[Stored records]
_ _ _ _ _

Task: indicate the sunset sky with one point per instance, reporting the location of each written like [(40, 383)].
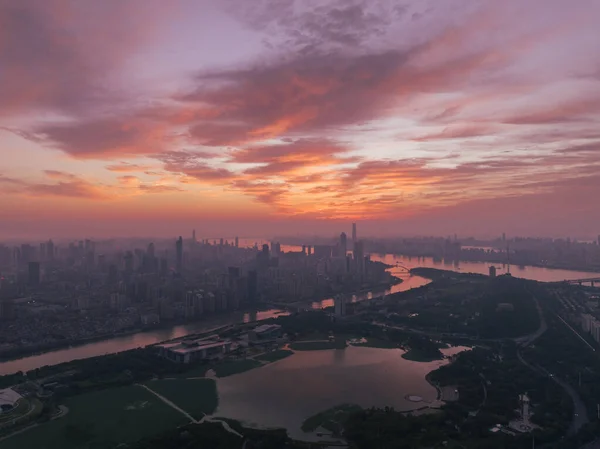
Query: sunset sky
[(262, 117)]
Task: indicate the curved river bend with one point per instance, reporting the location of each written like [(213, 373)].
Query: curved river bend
[(400, 265)]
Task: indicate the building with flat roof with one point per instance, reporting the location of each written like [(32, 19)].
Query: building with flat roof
[(265, 332), (191, 350)]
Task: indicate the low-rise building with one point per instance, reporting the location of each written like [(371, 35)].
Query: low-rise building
[(192, 350), (265, 332)]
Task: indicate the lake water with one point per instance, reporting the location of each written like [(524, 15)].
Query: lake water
[(127, 342), (400, 266), (285, 393)]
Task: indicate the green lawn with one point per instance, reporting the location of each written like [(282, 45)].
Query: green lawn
[(317, 345), (20, 409), (332, 419), (196, 396), (235, 367), (416, 355), (196, 371), (378, 343), (101, 419), (273, 356)]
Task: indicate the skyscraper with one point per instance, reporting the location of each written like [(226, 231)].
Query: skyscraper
[(179, 254), (343, 244), (359, 256), (252, 285), (50, 250), (34, 273)]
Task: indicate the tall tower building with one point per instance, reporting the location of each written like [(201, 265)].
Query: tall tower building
[(50, 250), (34, 273), (359, 256), (179, 254), (343, 244)]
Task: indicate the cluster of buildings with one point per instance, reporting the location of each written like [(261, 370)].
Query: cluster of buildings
[(591, 325), (214, 347), (57, 293)]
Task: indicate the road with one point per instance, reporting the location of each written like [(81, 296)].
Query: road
[(580, 417), (205, 418), (170, 404)]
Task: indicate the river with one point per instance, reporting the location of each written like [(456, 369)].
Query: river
[(400, 266), (285, 393), (127, 342)]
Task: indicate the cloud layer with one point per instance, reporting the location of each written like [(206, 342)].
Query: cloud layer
[(361, 110)]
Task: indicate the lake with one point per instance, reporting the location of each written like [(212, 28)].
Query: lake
[(400, 265), (285, 393)]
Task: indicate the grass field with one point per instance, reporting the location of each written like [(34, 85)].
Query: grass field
[(317, 345), (415, 355), (273, 356), (196, 396), (332, 419), (235, 367), (102, 419), (378, 343)]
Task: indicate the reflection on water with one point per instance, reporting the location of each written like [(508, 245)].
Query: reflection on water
[(400, 264), (127, 342), (285, 393), (526, 272)]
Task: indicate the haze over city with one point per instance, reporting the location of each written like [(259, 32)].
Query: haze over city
[(417, 117)]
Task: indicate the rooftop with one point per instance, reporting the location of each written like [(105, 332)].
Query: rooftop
[(266, 328)]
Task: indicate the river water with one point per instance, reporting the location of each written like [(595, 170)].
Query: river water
[(400, 264), (285, 393)]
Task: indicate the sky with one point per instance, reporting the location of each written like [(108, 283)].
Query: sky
[(255, 118)]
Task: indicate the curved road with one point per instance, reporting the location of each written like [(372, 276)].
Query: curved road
[(580, 417)]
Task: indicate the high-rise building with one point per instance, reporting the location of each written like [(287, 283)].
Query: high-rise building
[(34, 273), (343, 244), (50, 250), (359, 256), (129, 262), (340, 305), (252, 286), (179, 254)]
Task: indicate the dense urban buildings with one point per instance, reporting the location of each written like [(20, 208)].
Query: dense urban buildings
[(55, 294)]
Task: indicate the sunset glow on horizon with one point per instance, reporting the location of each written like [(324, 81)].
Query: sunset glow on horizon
[(151, 117)]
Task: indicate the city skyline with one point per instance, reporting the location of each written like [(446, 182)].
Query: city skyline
[(412, 118)]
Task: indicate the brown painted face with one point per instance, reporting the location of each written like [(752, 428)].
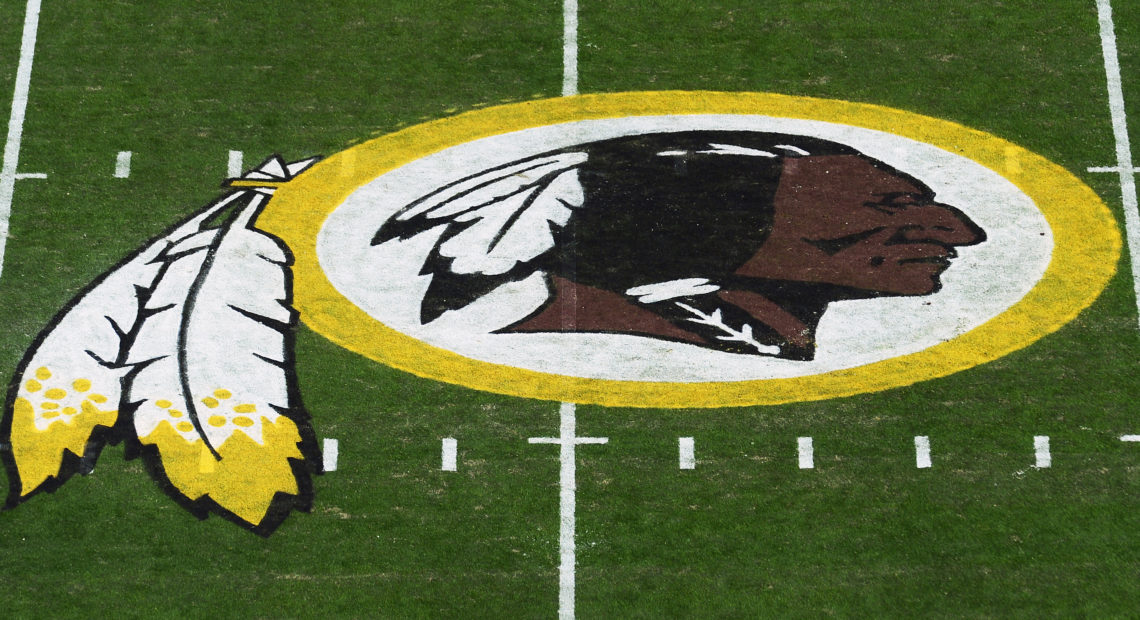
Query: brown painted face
[(839, 220)]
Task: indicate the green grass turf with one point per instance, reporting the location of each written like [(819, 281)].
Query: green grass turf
[(747, 533)]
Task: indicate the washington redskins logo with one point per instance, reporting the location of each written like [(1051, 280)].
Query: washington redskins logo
[(645, 249), (691, 250)]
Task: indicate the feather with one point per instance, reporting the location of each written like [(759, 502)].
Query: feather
[(212, 393), (62, 405), (491, 227)]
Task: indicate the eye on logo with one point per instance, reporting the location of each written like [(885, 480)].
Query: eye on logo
[(690, 249)]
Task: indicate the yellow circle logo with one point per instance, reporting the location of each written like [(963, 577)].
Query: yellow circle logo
[(690, 249)]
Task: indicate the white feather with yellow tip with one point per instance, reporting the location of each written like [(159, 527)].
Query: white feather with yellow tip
[(70, 383), (212, 382)]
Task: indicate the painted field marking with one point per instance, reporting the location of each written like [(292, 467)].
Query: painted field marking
[(123, 164), (1114, 169), (1124, 165), (806, 453), (234, 164), (568, 486), (8, 172), (686, 453), (1041, 450), (569, 48), (448, 455), (331, 453), (922, 451)]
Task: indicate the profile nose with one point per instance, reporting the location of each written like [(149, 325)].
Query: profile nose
[(943, 223)]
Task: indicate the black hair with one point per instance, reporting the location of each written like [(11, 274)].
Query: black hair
[(661, 206)]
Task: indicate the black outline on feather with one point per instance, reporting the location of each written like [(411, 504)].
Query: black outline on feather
[(100, 435), (282, 504)]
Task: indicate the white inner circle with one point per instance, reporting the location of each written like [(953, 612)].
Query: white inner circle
[(982, 283)]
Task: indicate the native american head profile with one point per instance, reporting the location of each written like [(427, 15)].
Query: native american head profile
[(733, 241)]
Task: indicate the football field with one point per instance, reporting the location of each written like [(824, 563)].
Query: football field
[(1003, 487)]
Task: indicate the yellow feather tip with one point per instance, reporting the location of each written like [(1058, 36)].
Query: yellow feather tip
[(39, 454), (249, 474)]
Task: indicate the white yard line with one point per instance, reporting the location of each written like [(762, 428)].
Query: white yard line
[(8, 173), (922, 453), (569, 48), (686, 453), (234, 164), (568, 487), (448, 455), (123, 164), (806, 453), (1124, 165), (1041, 451), (331, 453)]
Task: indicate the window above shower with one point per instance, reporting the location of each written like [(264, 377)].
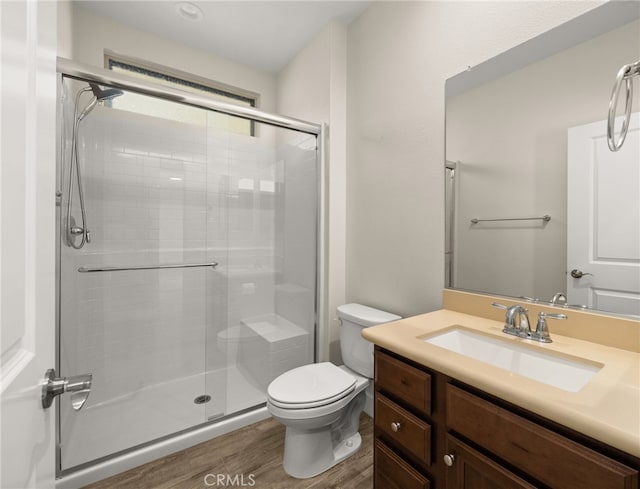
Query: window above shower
[(182, 81)]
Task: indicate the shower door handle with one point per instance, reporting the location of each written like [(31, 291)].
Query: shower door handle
[(78, 385)]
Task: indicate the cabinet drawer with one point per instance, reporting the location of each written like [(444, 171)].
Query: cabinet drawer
[(403, 381), (391, 472), (408, 431), (550, 458)]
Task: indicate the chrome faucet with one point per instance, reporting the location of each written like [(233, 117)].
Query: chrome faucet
[(559, 299), (517, 323), (521, 327)]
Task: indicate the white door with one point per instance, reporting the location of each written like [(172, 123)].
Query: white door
[(603, 219), (27, 240)]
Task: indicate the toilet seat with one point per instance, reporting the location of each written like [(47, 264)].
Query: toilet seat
[(311, 386)]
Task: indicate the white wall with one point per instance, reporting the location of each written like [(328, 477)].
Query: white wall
[(313, 87), (400, 54), (93, 34), (510, 138)]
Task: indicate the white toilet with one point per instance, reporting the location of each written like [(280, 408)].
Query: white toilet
[(320, 404)]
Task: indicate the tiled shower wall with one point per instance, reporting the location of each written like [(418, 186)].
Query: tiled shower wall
[(161, 192)]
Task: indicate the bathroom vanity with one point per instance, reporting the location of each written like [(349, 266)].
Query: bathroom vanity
[(446, 421)]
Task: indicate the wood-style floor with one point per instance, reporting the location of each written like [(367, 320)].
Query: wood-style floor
[(255, 452)]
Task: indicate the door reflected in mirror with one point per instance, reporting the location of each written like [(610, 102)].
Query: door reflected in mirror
[(533, 191)]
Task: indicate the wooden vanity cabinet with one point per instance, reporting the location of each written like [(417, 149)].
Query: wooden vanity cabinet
[(434, 432)]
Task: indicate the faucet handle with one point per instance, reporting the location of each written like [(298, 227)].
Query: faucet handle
[(510, 326), (542, 330)]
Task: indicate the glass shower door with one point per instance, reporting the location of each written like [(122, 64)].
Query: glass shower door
[(197, 284), (134, 301), (270, 275)]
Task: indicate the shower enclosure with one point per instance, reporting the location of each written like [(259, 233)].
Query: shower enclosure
[(187, 259)]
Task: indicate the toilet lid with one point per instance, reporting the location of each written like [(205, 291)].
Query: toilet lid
[(311, 385)]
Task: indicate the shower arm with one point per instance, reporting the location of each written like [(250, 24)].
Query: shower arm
[(73, 231)]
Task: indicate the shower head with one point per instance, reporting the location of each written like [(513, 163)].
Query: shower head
[(100, 96), (104, 94)]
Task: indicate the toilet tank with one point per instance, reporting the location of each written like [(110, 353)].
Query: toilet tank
[(357, 353)]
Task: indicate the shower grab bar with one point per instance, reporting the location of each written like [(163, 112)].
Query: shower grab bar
[(545, 218), (212, 264), (626, 74)]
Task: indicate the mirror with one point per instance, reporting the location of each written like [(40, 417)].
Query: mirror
[(533, 193)]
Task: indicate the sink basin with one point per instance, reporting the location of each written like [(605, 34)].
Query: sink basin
[(564, 372)]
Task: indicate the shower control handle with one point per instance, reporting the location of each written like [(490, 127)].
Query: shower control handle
[(78, 385), (575, 273)]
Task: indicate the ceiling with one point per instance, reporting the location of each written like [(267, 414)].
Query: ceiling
[(262, 34)]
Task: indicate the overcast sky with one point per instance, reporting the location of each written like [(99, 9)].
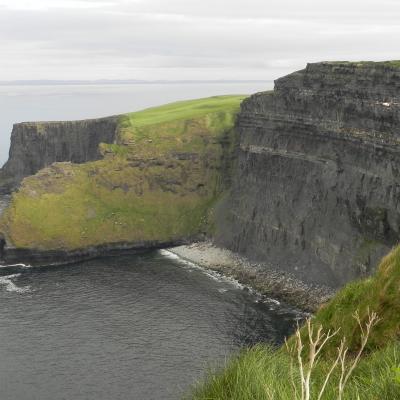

_ _ _ _ _

- _SET PROBLEM_
Reproduce the rows above, from the line containing "Task: indicate the white wall" through the line containing "[(510, 326), (542, 330)]", inclusive.

- _REPLY TO THE EXERCISE_
Task: indicate the white wall with one point per instance, reporting the location of each written like [(328, 477)].
Query: white wall
[(313, 87), (400, 54), (93, 34), (510, 138)]
Task: indicate the white toilet with one point per instance, reporting the location of each written like [(280, 408)].
Query: white toilet
[(320, 404)]
Task: indicate the tiled shower wall with one point per instance, reporting the location of each written like [(418, 186)].
Query: tiled shower wall
[(161, 192)]
Task: indicate the bathroom vanity with one point per instance, reporting the location of each written like [(349, 266)].
Query: bathroom vanity
[(446, 421)]
Task: indicate the wood-style floor with one point per instance, reporting the location of each written like [(367, 320)].
Query: wood-style floor
[(255, 452)]
Task: indicate the door reflected in mirror with one point per instance, reporting the location of each written like [(610, 102)].
Query: door reflected in mirror
[(533, 191)]
Task: indicate the wooden vanity cabinet with one point per instance, reporting the location of each written like [(417, 149)].
Query: wooden vanity cabinet
[(434, 432)]
Task: indicate the faucet handle with one point per instance, reporting the location of each written like [(298, 227)].
Query: faucet handle
[(510, 326), (542, 330)]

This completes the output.